[EXERCISE BRIEF] Reproduce the data below line for line without changing a word, and omit the pictures.

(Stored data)
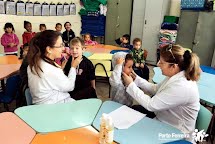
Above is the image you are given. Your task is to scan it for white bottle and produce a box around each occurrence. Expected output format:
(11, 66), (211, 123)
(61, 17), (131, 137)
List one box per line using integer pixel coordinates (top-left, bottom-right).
(105, 116), (114, 144)
(99, 113), (108, 144)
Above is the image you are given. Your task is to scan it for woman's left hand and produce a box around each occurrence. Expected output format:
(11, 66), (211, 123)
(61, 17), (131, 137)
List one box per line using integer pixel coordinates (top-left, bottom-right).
(122, 72), (133, 86)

[TASK RESPONSE]
Above is the image you are given. Your task is to scan it for white bottle and produce a box around each occurrence. Expected output format:
(11, 66), (211, 123)
(61, 17), (131, 137)
List one box per line using integer pixel coordinates (top-left, bottom-right).
(105, 116), (114, 144)
(99, 113), (108, 144)
Above is the image you are given. Your task is to scan it for woman's left hand and produce a box around each occurrence. Expected output format:
(11, 66), (211, 123)
(61, 17), (131, 137)
List one box per line using integer pixel coordinates (top-left, bottom-right).
(122, 72), (133, 86)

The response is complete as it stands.